[Excerpts of pointing data]
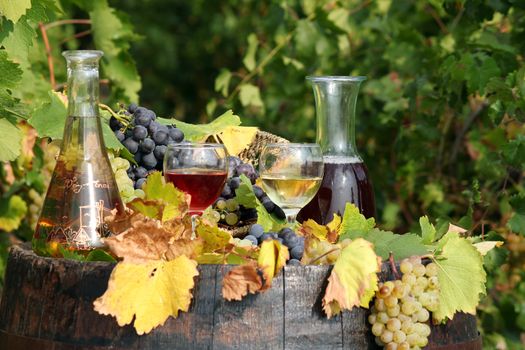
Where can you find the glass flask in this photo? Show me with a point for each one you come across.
(345, 175)
(82, 191)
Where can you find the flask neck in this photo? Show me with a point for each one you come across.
(335, 102)
(83, 82)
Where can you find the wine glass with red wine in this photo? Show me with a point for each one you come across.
(199, 169)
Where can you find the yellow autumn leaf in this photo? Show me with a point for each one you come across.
(272, 258)
(353, 280)
(486, 246)
(237, 138)
(150, 292)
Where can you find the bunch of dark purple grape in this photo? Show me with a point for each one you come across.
(146, 139)
(286, 236)
(233, 214)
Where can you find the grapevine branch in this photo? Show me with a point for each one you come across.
(43, 29)
(49, 55)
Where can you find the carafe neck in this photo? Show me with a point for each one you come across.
(83, 82)
(335, 101)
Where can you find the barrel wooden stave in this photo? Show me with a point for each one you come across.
(48, 304)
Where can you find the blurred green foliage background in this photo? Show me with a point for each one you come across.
(440, 118)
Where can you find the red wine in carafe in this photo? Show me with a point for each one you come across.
(345, 180)
(203, 186)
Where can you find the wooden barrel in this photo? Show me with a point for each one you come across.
(48, 304)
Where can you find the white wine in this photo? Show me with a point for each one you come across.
(290, 191)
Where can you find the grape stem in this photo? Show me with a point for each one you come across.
(116, 115)
(323, 255)
(393, 266)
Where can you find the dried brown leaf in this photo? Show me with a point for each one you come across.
(240, 281)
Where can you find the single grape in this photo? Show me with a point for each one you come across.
(140, 132)
(131, 145)
(144, 119)
(232, 164)
(159, 152)
(132, 107)
(387, 336)
(232, 205)
(391, 346)
(115, 124)
(279, 213)
(399, 336)
(252, 239)
(377, 329)
(297, 252)
(393, 311)
(139, 183)
(231, 219)
(393, 324)
(176, 135)
(256, 230)
(234, 183)
(120, 135)
(380, 304)
(140, 172)
(149, 161)
(382, 317)
(147, 145)
(160, 137)
(423, 315)
(226, 191)
(153, 127)
(259, 193)
(220, 204)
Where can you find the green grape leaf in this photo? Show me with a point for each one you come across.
(12, 211)
(244, 194)
(514, 152)
(162, 201)
(222, 82)
(112, 35)
(428, 231)
(10, 72)
(517, 223)
(249, 58)
(461, 277)
(14, 9)
(353, 280)
(354, 223)
(49, 119)
(10, 141)
(201, 132)
(401, 246)
(250, 95)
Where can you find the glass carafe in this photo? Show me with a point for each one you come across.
(345, 176)
(83, 190)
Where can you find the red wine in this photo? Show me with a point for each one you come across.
(345, 180)
(203, 186)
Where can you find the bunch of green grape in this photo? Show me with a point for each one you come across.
(401, 311)
(125, 186)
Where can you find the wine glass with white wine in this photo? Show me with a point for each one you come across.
(291, 174)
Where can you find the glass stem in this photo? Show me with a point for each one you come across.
(291, 214)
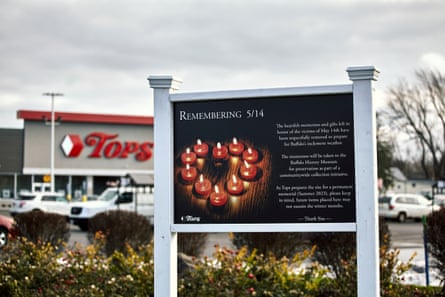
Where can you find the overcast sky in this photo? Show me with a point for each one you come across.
(99, 53)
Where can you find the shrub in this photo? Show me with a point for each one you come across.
(43, 227)
(333, 249)
(435, 232)
(281, 244)
(243, 273)
(27, 269)
(120, 229)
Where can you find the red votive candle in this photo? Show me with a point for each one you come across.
(235, 186)
(248, 171)
(203, 186)
(219, 152)
(188, 173)
(250, 155)
(188, 157)
(218, 198)
(235, 147)
(201, 149)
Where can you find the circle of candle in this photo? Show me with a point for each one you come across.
(203, 186)
(235, 147)
(201, 149)
(248, 171)
(219, 152)
(250, 155)
(218, 198)
(235, 186)
(188, 173)
(188, 157)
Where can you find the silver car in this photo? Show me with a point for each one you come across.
(402, 206)
(43, 201)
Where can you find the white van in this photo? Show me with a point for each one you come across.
(137, 199)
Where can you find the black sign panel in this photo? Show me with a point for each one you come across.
(264, 160)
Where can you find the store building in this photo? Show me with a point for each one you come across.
(92, 152)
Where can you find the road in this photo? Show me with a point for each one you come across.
(406, 234)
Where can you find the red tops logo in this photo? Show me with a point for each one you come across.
(106, 146)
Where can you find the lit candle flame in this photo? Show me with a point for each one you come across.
(234, 179)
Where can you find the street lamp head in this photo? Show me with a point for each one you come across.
(52, 94)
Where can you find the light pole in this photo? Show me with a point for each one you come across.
(52, 95)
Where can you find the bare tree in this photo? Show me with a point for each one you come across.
(419, 111)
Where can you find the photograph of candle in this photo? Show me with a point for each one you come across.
(235, 147)
(219, 152)
(235, 186)
(188, 174)
(201, 149)
(217, 198)
(188, 157)
(203, 186)
(248, 171)
(250, 155)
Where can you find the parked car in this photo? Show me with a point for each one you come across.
(125, 198)
(439, 200)
(402, 206)
(6, 229)
(43, 201)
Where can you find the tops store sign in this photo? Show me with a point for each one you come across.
(104, 145)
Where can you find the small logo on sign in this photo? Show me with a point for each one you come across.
(72, 145)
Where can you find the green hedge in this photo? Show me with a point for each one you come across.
(29, 269)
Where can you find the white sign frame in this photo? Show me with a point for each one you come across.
(366, 225)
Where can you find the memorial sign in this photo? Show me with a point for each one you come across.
(265, 160)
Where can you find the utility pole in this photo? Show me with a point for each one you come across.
(52, 95)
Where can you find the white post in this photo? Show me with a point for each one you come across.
(165, 249)
(368, 274)
(52, 178)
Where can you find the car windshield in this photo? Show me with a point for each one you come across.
(26, 197)
(107, 196)
(384, 199)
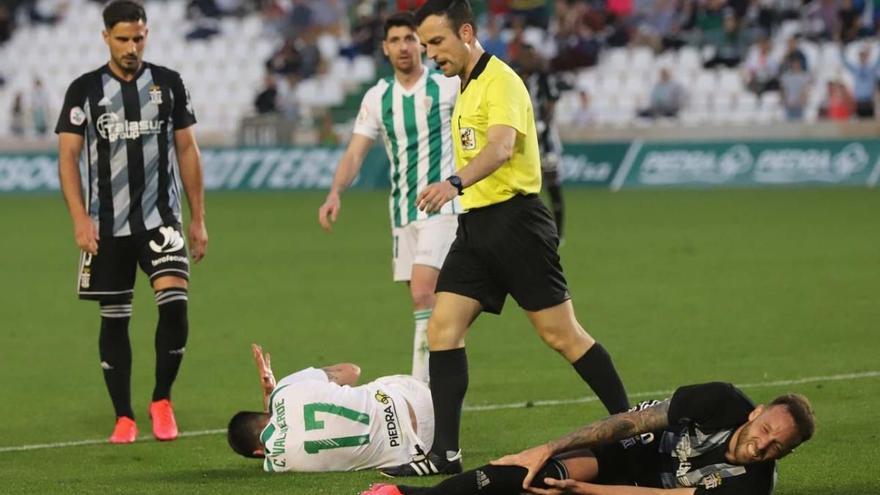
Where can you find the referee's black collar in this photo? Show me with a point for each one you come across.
(478, 69)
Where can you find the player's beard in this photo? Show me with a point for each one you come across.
(129, 64)
(741, 451)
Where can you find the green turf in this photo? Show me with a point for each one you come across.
(680, 286)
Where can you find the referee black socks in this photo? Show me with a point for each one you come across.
(115, 351)
(171, 334)
(449, 381)
(596, 368)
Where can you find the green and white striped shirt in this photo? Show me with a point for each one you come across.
(415, 125)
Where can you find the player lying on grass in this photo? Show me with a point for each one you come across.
(320, 420)
(708, 439)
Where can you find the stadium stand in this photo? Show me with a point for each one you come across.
(612, 57)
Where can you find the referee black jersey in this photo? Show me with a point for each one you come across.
(129, 169)
(545, 89)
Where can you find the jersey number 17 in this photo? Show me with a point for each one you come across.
(312, 423)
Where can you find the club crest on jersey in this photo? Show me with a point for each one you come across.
(112, 128)
(155, 95)
(171, 241)
(77, 116)
(468, 138)
(382, 397)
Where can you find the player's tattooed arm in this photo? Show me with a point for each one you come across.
(611, 429)
(614, 428)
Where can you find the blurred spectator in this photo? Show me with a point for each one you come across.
(16, 120)
(579, 49)
(667, 97)
(491, 39)
(267, 99)
(411, 5)
(792, 51)
(6, 24)
(205, 17)
(517, 41)
(46, 11)
(329, 15)
(619, 8)
(709, 19)
(532, 12)
(864, 80)
(310, 55)
(39, 108)
(366, 33)
(761, 68)
(583, 115)
(327, 135)
(794, 85)
(822, 19)
(286, 100)
(838, 104)
(300, 17)
(286, 61)
(729, 46)
(848, 21)
(661, 22)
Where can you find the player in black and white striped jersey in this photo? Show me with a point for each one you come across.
(126, 142)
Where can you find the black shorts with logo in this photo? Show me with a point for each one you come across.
(110, 274)
(506, 248)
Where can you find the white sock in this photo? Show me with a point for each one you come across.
(420, 345)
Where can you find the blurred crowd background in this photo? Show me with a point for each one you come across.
(621, 63)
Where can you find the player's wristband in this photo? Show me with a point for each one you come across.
(456, 182)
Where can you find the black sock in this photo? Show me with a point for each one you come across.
(449, 380)
(114, 349)
(596, 368)
(171, 333)
(558, 206)
(490, 480)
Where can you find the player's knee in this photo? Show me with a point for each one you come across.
(444, 333)
(564, 338)
(423, 297)
(554, 469)
(116, 306)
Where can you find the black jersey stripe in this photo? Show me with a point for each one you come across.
(105, 188)
(135, 154)
(165, 140)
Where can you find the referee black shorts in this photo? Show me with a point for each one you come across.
(506, 248)
(110, 275)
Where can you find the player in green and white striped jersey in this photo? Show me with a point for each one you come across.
(411, 111)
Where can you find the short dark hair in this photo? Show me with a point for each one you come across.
(458, 12)
(123, 11)
(802, 413)
(400, 19)
(243, 432)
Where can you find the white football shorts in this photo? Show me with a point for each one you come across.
(423, 242)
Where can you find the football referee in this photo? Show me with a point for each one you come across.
(507, 241)
(129, 124)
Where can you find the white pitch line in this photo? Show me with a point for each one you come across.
(489, 407)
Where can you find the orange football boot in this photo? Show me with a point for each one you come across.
(125, 430)
(164, 424)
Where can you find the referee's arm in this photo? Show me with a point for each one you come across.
(500, 141)
(85, 231)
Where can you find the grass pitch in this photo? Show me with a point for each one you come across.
(755, 287)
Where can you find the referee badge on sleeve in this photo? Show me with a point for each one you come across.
(77, 116)
(468, 138)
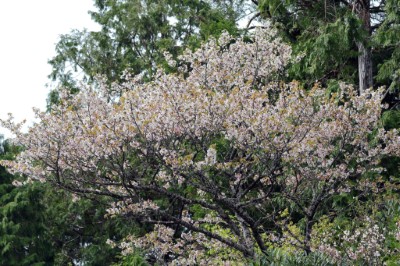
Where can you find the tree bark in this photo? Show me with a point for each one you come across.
(364, 58)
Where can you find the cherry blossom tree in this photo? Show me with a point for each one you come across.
(221, 157)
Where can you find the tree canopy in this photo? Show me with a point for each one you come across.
(220, 156)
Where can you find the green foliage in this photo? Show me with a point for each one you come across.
(23, 236)
(132, 260)
(387, 40)
(134, 35)
(279, 257)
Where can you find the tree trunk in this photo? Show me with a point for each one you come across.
(364, 67)
(364, 58)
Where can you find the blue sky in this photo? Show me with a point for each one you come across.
(29, 31)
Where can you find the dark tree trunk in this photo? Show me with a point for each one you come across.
(364, 58)
(364, 67)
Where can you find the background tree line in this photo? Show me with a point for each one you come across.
(352, 41)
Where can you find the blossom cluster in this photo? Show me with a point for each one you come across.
(222, 135)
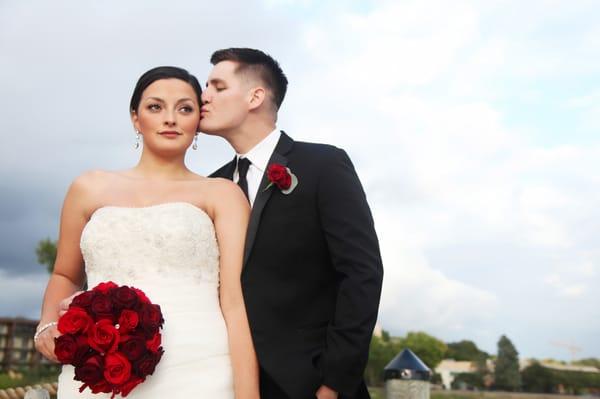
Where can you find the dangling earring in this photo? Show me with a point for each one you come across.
(137, 139)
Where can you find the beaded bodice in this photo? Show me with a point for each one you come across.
(171, 241)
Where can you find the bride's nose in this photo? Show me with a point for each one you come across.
(170, 119)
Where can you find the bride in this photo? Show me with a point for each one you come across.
(175, 235)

(Instructions to follow) Lines from the one that contains "Where can you find the white pitch" through the last line of the data above are to be extracted exactly, with no pictures and no other lines.

(Result for this task)
Where can you find the white pitch line in this photo? Show me with a point for each one you come across.
(489, 407)
Where can you find the orange football boot in this photo? Show me with a point for each one you come across.
(125, 430)
(164, 424)
Where can you find the referee's arm in this photo? Show me with a point for each one you come across.
(500, 141)
(85, 231)
Where can you find the grass pitch in this photo? Show me with a point for each one you come across.
(755, 287)
Where can you find the referee badge on sleeve in this photo? Show me with a point for each one you come across.
(77, 116)
(468, 138)
Where can you find the tree bark in this photo? Show me with a point for each one you come across.
(364, 58)
Where can you find the cherry blossom tree in this photo? Show me with a point for each one you come across.
(221, 157)
Where can you find the tree canopy in this photo? Show me with a point for each one you come across.
(220, 156)
Where can you find the green foliage in this photo? Show me with a point for each one you come across.
(23, 236)
(132, 260)
(387, 40)
(134, 35)
(279, 257)
Where can you find the tree trunk in this photo? Show me with a point for each one you come across.
(364, 67)
(364, 58)
Where can you find the blue sky in this photo? Show me with a point for each one you come across.
(29, 31)
Where can you find the dark tree trunk in this photo? Show me with a point for each one you come across.
(364, 58)
(364, 67)
Where can you find the background tree line in this photo? Show me with a point for each one you come across.
(352, 41)
Where can you find the blossom cluster in this photo? Show me with a point for each one you come across.
(222, 135)
Where can you find the dangling earring in this photo? Show me with a point for each one you come across.
(137, 139)
Where can you find the beaded bodice in this photo? Show me with a point for each one you come across.
(171, 241)
Where can you find the bride's nose in this photo? Show me with a point for each one you come across.
(170, 119)
Where can you find the bride in this photo? Show me with a point for each one you come across.
(175, 235)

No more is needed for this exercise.